Start of EXERCISE MATERIALS

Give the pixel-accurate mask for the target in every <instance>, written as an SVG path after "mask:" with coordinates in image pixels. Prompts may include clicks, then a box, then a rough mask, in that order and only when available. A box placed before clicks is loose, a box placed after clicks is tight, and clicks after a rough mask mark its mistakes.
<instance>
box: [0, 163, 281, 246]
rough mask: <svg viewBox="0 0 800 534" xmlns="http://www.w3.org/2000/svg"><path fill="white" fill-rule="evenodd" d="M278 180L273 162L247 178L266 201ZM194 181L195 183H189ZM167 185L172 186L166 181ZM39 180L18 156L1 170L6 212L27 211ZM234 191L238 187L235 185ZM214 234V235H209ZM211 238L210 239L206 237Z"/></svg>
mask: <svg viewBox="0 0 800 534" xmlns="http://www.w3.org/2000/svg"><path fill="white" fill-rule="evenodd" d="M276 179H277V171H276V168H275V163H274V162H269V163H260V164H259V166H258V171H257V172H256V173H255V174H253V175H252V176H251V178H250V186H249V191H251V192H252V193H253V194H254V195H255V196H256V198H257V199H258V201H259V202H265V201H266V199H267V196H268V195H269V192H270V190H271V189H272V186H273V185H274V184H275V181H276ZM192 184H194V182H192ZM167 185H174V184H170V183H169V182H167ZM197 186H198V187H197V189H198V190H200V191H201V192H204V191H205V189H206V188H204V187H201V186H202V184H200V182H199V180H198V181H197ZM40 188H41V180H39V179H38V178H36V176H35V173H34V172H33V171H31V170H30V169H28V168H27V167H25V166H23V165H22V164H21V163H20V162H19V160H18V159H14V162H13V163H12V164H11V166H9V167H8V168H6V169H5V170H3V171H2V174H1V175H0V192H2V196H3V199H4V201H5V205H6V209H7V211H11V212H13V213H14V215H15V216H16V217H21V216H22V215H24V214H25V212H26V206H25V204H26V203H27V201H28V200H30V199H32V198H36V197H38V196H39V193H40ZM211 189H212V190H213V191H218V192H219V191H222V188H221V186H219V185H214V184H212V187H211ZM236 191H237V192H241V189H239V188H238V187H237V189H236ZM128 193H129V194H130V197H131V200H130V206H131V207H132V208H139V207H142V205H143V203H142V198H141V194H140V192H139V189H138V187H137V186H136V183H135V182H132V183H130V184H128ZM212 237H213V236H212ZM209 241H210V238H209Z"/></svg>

End of EXERCISE MATERIALS
Start of EXERCISE MATERIALS

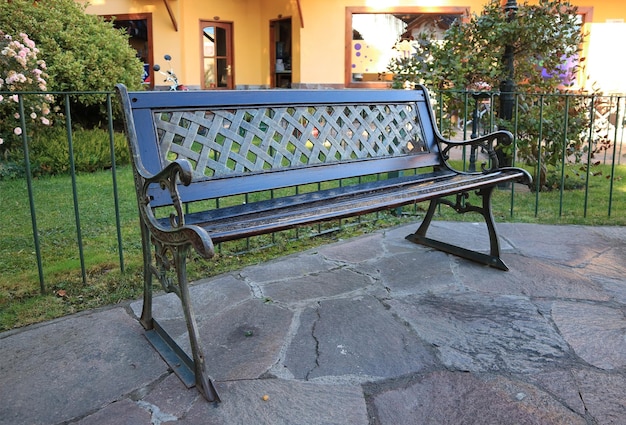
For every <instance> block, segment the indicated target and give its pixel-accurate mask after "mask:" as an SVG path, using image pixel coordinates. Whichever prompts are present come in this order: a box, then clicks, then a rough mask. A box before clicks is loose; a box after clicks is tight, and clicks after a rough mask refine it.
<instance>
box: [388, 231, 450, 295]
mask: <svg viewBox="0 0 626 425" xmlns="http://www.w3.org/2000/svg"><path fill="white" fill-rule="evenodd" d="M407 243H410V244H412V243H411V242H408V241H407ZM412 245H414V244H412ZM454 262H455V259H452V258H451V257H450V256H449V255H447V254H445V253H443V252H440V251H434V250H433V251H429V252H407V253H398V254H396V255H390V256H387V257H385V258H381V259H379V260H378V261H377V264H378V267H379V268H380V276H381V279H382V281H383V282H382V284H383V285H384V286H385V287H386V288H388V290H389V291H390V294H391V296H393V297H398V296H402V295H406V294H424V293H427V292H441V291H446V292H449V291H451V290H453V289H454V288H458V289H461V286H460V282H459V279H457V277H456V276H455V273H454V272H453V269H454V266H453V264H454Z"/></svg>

End of EXERCISE MATERIALS

Convert the data from the line containing "Give the pixel-accurate" through the line containing "rough mask: <svg" into a JSON list of strings, one string per line, skipping any blank lines.

ANSWER TO THIS PROBLEM -
[
  "Give the pixel-accurate mask for the target in every <instance>, written as an SVG path after \"mask:\" with coordinates in image pixels. Prompts may include clicks, then a box, then a rough mask, in that order and only when available. A box placed before clicks is loose, a box placed after clicks is tight, and clicks after a rough mask mark its mistakes.",
  "<instance>",
  "box: [0, 163, 281, 246]",
  "rough mask: <svg viewBox=\"0 0 800 534\" xmlns=\"http://www.w3.org/2000/svg\"><path fill=\"white\" fill-rule=\"evenodd\" d=\"M278 180L273 162L247 178L266 201ZM194 181L195 183H189ZM167 185L172 186L166 181ZM39 180L18 156L1 170L6 212L27 211ZM234 191L238 187L235 185ZM214 234V235H209ZM211 238L210 239L206 237Z\"/></svg>"
]